* PAGE *
--- BEGIN ---

This is a simple incrementing service using Redis command.

While the code is surprisingly simple, under the hood this is using:

  • RESTEasy to expose the REST endpoints
  • A Redis database; see below to run one via Docker
  • ArC, the CDI inspired dependency injection tool with zero overhead

Requirements

To compile and run this demo you will need:

  • JDK 11+
  • GraalVM

In addition, you will need either a Redis database, or Docker to run one.

Configuring GraalVM and JDK 11+

Make sure that both the GRAALVM_HOME and JAVA_HOME environment variables have been set, and that a JDK 11+ java command is on the path.

See the Building a Native Executable guide for help setting up your environment.

Building the demo

Launch the Maven build on the checked out sources of this demo:

./mvnw package

Note that running this command will start a Redis instance and run the tests.

Running the demo

Prepare a Redis instance

Make sure you have a Redis instance running. To set up a Redis with Docker:

docker run --ulimit memlock=-1:-1 -it --rm=true --memory-swappiness=0 --name redis_quarkus_test -p 6379:6379 redis:5.0.6

Connection properties for the Redis connection are defined in the standard Quarkus configuration file, src/main/resources/application.properties.

--- END ---

* DATASET CONTENT *
--- BEGIN ---

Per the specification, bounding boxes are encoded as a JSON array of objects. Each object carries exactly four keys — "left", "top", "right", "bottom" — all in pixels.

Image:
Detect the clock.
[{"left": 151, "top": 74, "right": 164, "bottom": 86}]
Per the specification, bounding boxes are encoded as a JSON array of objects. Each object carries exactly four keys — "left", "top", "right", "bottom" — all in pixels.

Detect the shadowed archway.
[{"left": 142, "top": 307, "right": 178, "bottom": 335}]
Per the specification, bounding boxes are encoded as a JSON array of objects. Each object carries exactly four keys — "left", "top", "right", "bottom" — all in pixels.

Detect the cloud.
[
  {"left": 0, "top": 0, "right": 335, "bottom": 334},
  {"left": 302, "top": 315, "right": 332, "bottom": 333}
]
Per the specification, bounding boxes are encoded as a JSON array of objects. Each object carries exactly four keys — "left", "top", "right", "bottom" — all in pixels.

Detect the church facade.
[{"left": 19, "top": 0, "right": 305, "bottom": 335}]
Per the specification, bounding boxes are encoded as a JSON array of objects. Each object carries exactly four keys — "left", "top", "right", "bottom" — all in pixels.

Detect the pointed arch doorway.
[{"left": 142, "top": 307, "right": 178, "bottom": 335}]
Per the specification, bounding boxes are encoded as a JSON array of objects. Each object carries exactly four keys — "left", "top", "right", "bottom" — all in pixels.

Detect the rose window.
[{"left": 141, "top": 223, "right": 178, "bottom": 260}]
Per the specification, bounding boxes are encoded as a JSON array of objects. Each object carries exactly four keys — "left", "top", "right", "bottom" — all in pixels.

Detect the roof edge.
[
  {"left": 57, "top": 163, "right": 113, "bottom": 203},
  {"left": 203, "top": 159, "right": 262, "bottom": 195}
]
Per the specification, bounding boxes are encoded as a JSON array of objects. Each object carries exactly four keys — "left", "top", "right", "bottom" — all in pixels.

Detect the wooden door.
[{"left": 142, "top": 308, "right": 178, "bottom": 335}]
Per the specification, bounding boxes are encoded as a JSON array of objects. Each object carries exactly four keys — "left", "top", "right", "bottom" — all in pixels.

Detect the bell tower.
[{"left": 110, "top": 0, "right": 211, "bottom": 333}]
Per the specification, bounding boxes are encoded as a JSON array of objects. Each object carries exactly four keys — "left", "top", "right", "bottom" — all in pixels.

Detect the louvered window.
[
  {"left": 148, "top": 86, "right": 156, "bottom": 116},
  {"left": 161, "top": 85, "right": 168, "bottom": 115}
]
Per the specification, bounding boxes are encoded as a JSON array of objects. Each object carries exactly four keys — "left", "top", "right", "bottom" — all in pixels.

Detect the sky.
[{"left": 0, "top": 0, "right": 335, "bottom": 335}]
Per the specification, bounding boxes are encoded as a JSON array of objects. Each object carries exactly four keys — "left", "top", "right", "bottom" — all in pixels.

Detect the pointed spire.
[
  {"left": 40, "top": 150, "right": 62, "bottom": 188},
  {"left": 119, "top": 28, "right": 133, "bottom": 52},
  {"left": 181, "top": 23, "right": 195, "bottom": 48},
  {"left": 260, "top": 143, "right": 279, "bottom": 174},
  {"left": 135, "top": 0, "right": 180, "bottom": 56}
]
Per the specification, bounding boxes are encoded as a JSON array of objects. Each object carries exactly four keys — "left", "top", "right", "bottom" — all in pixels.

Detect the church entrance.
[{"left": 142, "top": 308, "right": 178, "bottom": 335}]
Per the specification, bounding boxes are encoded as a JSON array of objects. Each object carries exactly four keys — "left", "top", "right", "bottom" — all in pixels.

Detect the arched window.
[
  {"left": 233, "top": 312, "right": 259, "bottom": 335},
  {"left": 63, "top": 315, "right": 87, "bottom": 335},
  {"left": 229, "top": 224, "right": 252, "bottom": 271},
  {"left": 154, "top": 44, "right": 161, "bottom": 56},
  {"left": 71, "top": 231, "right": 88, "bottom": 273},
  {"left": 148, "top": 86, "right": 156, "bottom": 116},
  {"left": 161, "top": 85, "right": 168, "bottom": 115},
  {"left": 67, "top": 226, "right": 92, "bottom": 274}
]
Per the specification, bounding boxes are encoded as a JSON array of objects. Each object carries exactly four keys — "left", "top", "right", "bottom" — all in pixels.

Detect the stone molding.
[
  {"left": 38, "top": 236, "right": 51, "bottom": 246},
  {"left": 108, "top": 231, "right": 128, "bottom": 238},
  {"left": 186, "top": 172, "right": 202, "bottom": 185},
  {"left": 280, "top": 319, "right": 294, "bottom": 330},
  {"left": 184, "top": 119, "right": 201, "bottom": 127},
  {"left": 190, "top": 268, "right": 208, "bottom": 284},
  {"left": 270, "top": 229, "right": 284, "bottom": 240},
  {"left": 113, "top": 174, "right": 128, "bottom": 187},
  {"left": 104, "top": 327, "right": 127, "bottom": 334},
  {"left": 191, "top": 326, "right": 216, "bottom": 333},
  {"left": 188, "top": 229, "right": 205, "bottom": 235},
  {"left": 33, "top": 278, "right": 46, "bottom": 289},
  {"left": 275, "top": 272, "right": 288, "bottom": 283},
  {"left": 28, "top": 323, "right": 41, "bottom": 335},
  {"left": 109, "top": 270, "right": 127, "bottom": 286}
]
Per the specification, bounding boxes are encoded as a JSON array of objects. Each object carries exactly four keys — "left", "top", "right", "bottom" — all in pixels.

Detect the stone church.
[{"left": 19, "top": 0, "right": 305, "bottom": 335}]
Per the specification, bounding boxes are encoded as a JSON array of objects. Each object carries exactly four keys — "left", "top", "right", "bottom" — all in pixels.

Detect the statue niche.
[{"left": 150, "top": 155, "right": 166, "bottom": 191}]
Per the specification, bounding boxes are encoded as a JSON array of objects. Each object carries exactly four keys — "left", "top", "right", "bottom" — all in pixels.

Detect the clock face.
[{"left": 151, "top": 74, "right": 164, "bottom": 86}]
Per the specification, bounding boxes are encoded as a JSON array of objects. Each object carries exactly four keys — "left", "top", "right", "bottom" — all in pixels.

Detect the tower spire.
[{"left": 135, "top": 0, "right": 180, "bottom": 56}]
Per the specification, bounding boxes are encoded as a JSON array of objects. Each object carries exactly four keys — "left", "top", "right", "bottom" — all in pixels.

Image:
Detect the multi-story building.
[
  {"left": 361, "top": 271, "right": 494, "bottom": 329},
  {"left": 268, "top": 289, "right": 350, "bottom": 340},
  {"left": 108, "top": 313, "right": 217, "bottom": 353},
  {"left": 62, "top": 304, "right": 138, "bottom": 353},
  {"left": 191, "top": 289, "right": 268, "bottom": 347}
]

--- END ---

* EXERCISE TASKS *
a - Count the lines in the entries that contain the string "stone", and reply with the number alone.
b - Continue the text about the Redis incrementing service demo, starting after its last sentence.

* SET OF ANSWERS *
a - 2

b -
Live coding with Quarkus

The Maven Quarkus plugin provides a development mode that supports live coding. To try this out:

mvn quarkus:dev

In this mode you can make changes to the code and have the changes immediately applied, by just making a http request to the service.

Run Quarkus in JVM mode

When you're done iterating in developer mode, you can run the application as a conventional jar file.

First compile it:

./mvnw package

Note that this command will start a Redis instance to execute the tests. Thus your Redis containers need to be stopped.

Then run it:

java -jar ./target/quarkus-app/quarkus-run.jar

Have a look at how fast it boots.
Or measure total native memory consumption...

Run Quarkus as a native application

You can also create a native executable from this application without making any source code changes. A native executable removes the dependency on the JVM: everything needed to run the application on the target platform is included in the executable, allowing the application to run with minimal resource overhead.

Compiling a native executable takes a bit longer, as GraalVM performs additional steps to remove unnecessary codepaths. Use the native profile to compile a native executable:

./mvnw package -Dnative

After getting a cup of coffee, you'll be able to run this binary directly:

./target/redis-quickstart-1.0.0-SNAPSHOT-runner

Please brace yourself: don't choke on that fresh cup of coffee you just got.

Now observe the time it took to boot, and remember: that time was mostly spent to generate the tables in your database and import the initial data.

Next, maybe you're ready to measure how much memory this service is consuming.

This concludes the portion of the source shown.